> TASK GOAL
Copy every item below word for word, leaving out the pictures.

> GIVEN INFORMATION
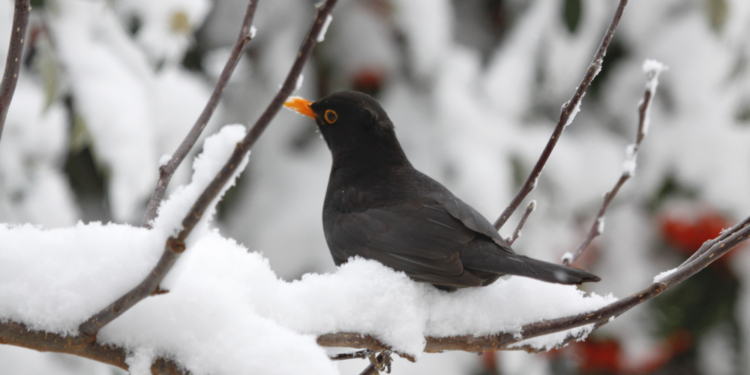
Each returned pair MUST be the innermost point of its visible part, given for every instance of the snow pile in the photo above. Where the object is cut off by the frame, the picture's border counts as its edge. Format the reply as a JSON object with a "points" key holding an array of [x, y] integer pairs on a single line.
{"points": [[226, 310], [228, 302]]}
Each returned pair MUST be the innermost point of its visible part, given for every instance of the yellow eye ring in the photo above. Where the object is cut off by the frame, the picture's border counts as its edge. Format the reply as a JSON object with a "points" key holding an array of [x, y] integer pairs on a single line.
{"points": [[331, 116]]}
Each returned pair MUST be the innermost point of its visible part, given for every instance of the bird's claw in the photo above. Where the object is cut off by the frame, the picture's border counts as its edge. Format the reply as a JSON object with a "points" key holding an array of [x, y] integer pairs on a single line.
{"points": [[381, 362]]}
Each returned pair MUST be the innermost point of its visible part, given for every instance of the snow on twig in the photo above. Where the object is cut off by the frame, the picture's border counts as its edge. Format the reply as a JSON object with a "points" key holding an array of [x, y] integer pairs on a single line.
{"points": [[517, 233], [652, 69], [166, 170], [569, 109], [176, 244], [14, 59]]}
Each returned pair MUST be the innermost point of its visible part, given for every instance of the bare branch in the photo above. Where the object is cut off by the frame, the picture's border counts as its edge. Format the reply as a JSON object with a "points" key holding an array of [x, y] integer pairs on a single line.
{"points": [[628, 169], [19, 334], [504, 341], [381, 362], [14, 59], [166, 171], [569, 109], [176, 245], [517, 233], [362, 354]]}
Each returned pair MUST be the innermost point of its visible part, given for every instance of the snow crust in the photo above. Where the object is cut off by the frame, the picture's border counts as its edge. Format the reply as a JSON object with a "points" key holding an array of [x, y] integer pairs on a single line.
{"points": [[225, 295], [324, 30], [652, 68]]}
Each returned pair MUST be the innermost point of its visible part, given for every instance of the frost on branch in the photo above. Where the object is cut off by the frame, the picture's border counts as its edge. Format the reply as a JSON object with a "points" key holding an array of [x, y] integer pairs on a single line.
{"points": [[652, 68]]}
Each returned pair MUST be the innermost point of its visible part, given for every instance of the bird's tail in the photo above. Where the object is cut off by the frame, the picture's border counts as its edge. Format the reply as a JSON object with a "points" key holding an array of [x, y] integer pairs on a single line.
{"points": [[514, 264]]}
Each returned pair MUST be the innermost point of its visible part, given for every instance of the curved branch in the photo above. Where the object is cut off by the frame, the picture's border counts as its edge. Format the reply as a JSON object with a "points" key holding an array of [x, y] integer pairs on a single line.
{"points": [[176, 245], [504, 341], [19, 334], [14, 59], [166, 171], [567, 113], [628, 169]]}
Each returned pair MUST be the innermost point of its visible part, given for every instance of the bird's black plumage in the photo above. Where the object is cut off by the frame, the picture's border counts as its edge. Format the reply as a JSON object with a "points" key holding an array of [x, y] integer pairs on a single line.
{"points": [[379, 207]]}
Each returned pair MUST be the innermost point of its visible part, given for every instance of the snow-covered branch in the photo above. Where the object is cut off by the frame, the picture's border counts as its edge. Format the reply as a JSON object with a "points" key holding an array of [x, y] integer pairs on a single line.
{"points": [[19, 334], [176, 244], [14, 59], [167, 170], [567, 114], [652, 69], [517, 233], [593, 319]]}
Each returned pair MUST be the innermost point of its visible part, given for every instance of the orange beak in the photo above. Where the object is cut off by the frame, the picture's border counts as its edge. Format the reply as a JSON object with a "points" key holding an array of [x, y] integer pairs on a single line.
{"points": [[301, 106]]}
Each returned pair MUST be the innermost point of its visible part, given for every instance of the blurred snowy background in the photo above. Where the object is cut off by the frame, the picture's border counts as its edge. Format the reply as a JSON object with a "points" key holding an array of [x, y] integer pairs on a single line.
{"points": [[474, 88]]}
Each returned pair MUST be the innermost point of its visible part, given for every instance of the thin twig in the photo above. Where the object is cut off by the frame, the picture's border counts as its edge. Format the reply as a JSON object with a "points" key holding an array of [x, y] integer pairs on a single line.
{"points": [[14, 59], [19, 334], [362, 354], [504, 341], [166, 171], [628, 169], [176, 245], [381, 362], [517, 233], [568, 109]]}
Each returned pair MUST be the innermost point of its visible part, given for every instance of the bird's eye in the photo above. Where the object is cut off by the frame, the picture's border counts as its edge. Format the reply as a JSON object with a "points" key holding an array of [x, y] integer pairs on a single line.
{"points": [[331, 116]]}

> TASK OUTPUT
Each returned pair MUST be the innermost point of its visible part, given for every instance of the snow pile in the photo above. Where the object is cut off by the frame, the picture's border counts as its edge. Format the reply as a JSON object with a "points" key holding an array of [x, y] integer pairs on a single line.
{"points": [[226, 310], [228, 302]]}
Each returned pair MUST be the innermost point of its visible part, given for every instance of the yellow eye ring in the photo above. Where the object is cut off by the frame, the picture's border counts as its edge. Format the reply as a JSON object with a "points" key holding an array of [x, y] integer pairs on a single line.
{"points": [[331, 116]]}
Each returned pair MUST be the innermost point of its visible part, given for every instance of the bird's claw in the photo above. Where the object is cut off by the frame, the picture's border counts as its edge. Format the reply as a JSON object with a "points" key holding an array of [x, y] integer pairs on a single line.
{"points": [[381, 362]]}
Each returned pair MUST be the innermost point of its visible part, given for every instance of the snow on twig in the photo above. Where the object is cut off by the frame, the picture's border counts as its edge. Format the reply as a JSON object with a "points" key holding an array of [x, y] integer pairs on a single line.
{"points": [[517, 233], [652, 69], [166, 170], [569, 109], [176, 244], [14, 59]]}
Each returned pair MUST be the innermost point of its visible part, given for every instance of the bare branch in the photo above. Where the object is cut off by the frame, the picture's border counts as its edge. Format the reply as a JSON object with a "points" key holding an array of [x, y] integer pairs on a single line.
{"points": [[628, 169], [19, 334], [504, 341], [381, 362], [14, 59], [166, 171], [569, 109], [176, 245], [517, 233], [362, 354]]}
Each returned pair MUST be the innermost point of its visible part, given for every instance of the snow crust in the photo above. Where the object is cut off by the frame, the picture's border counts as its edge. Format the reply as a JSON object with a "points" key holding an array of [x, y] integer pairs on a single line.
{"points": [[225, 295], [324, 30], [652, 68]]}
Each returned pair MUST be the innermost point of its visible part, given for every instance of the frost on branch in the photo above. Where the object is cut off by the frame, the picture's border counts as its edge. Format the reply as a JSON object with a "points" key holding an array of [x, y] integer pairs on a single line.
{"points": [[652, 68]]}
Each returned pair MUST be the innermost point of its visible part, given for every instance of the bird's tail in the photo above. Where the object is cut off by the frame, the picture's border counts as its edge. Format the reply as a JSON object with a "points" key holding an array of [x, y] integer pairs on a single line.
{"points": [[514, 264]]}
Each returned pair MUST be the innermost point of its visible part, given for every instance of the curved branch in the photo above. Where the object is cut off by the frame, the picture's border counts as its edge. Format the reply as a JSON object with a "points" key holding an array of [x, y] integer pairs on a single line.
{"points": [[176, 245], [504, 341], [19, 334], [14, 59], [166, 171], [567, 113], [628, 169]]}
Each returned pair MUST be the innermost point of its visible part, given for every instance of the bird's black plumage in the photo above. Where the object is cut off by the frame, the picture's border counts as its edge. Format the reply as a JSON object with a "points" key holding an array of [x, y] integer pairs on a single line.
{"points": [[379, 207]]}
Each returned pair MUST be the innermost point of its visible part, given for every instance of the snow-covered branch in the photo above. Where the object is cut off by the frame, the picture's border counts as its edge. Format the reply as a JSON object with a "points" key holding an array of [x, y] integer pairs on a single line.
{"points": [[19, 334], [176, 244], [14, 59], [167, 170], [567, 114], [652, 69], [517, 233], [593, 319]]}
Each returned pair MUST be the innermost point of its visible part, given for every instance of the orange beak in the photo above. Where the object is cut off by the frame, the picture's border counts as its edge. Format the reply as a JSON object with a "points" key holding an array of [x, y] integer pairs on a single line.
{"points": [[301, 106]]}
Each returned pair MUST be the innermost point of its visible part, given for every instance of the blurred snowy background in the photo above. Where the object is cut off by the frame, the picture's border counts as its edge. Format the reply as a JSON object with a "points" key holding an array of [x, y] integer pairs on a single line.
{"points": [[474, 88]]}
Each returned pair MUST be the innermost point of its visible part, given for every instance of the thin twig in the photo above. Where the object is cut off by the frame, the picture's border counts as its edge. Format the reply as a JSON object with a "points" key holding an array of [x, y] integer pairs on a single line.
{"points": [[14, 59], [19, 334], [362, 354], [504, 341], [166, 171], [628, 169], [176, 245], [381, 362], [517, 233], [568, 109]]}
Each returned pair MUST be the innermost point of its visible part, given for every instance of the bird's eye in the photo above. Where the object is cut off by the frame, the picture's border counts as its edge. Format the reply as a JSON object with a "points" key holding an array of [x, y] integer pairs on a single line.
{"points": [[331, 116]]}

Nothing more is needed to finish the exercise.